TASKS TO COMPLETE:
A. Name each shape statistic that the model builder passage lists as a meta feature.
B. Write a continuation of the model builder passage that picks up after its final sentence.

ARTICLE:
Using segment-level top predictors, the model builder 1008 first
builds student success predictive models, such as, but not limited
to, term-to-term persistence. Next, using the same segment-level
top predictors, the model builder 1008 builds models to predict
student participation in treatment or intervention. The outputs of
these models are called prediction and propensity scores,
respectively. The actual models are selected adaptively by
extracting meta features on good-feature distributions and then
mapping meta features to learning algorithms optimized for them,
some of which are shown in FIG. 12 as boundary decision, parametric
and non-parametric learning algorithms. The parametric learning
algorithms make specific statistical assumptions about the
underlying good features and estimates parameters associated with
those statistical assumptions. On the other hand, non-parametric
learning algorithms make no such strong statistical assumptions and
leverages more sophisticated algorithms to learn patterns in data.
Boundary-decision learning algorithms use a number of input,
hidden, and output layers to estimate hyper-dimensional, nonlinear
boundary functions to separate various classes of interest. Meta
features describe the underlying good feature distributions, such
as, but not limited to, modes, degree of overlap, nonlinearity of
boundary functions between classes, and shape statistics, such as
mean, standard deviation, skewness, and kurtosis.

GIVEN MATERIAL:

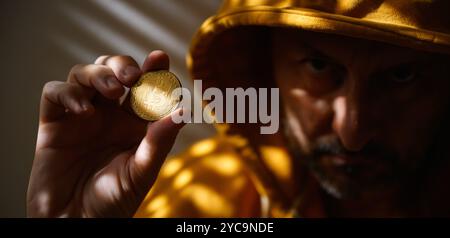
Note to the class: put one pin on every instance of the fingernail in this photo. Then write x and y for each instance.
(131, 71)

SOLVED TASKS:
A. Mean, standard deviation, skewness, and kurtosis.

B.
[0087] The flexible matching unit 1010 performs matching students
in different terms, such as semesters or quarters, using prediction
scores, propensity scores, and customer-specified hard-matching
covariates, such as cohorts and grad/undergrad, to ensure that the
computed pilot and control students are virtually indistinguishable
in a statistical sense. FIG. 13 shows a simple threshold-based
matching in success prediction and intervention propensity
dimensions, which is the essence of PPSM. In an embodiment,
covariate matching may be performed followed by PPSM in order to
provide maximum flexibility in matching.
[0088] The final impact result is the difference in actual outcomes
between pilot and control and then adjusted the difference by the
difference in predicted outcomes between pilot and control, which
in most instances is very close to 0 due to matching. The
statistical hypothesis testing unit 1012 uses a number of
hypothesis tests, such as, but not limited to, t-test, Wilcoxon
rank-sum, and other tests to determine if the final impact result
in student success rates between the pilot and control groups is
statistically significant.
[0089] The same analysis can be repeated for each hypercube,
providing more nuanced information on what works for which students
under what context, which will then be inserted into the
evidence-based action knowledge database 102. First, each CPT cell
or Rubik's hypercube is examined. For each hypercube, the same PPSM
matching with additional matching is performed in a flexible manner
based on the customer's preference or specification. Flexible
matching in this context means that the matching is configured to
accommodate any customer-specified covariates in hard or covariate
matching using the Mahalanobis distance prior to PPSM. Finally, the
same statistical hypothesis testing is performed to estimate impact
number for each hypercube.
[0090] The impact result packaging unit 1014 then packages the
impact results of the analyses in a database table consisting of
institutional characteristics, intervention program
characteristics, overall and drill-down impact results with CPT
cell descriptions, student count, statistical significance, and
time, and inserts the packaged results into the evidence-based
action knowledge database 102.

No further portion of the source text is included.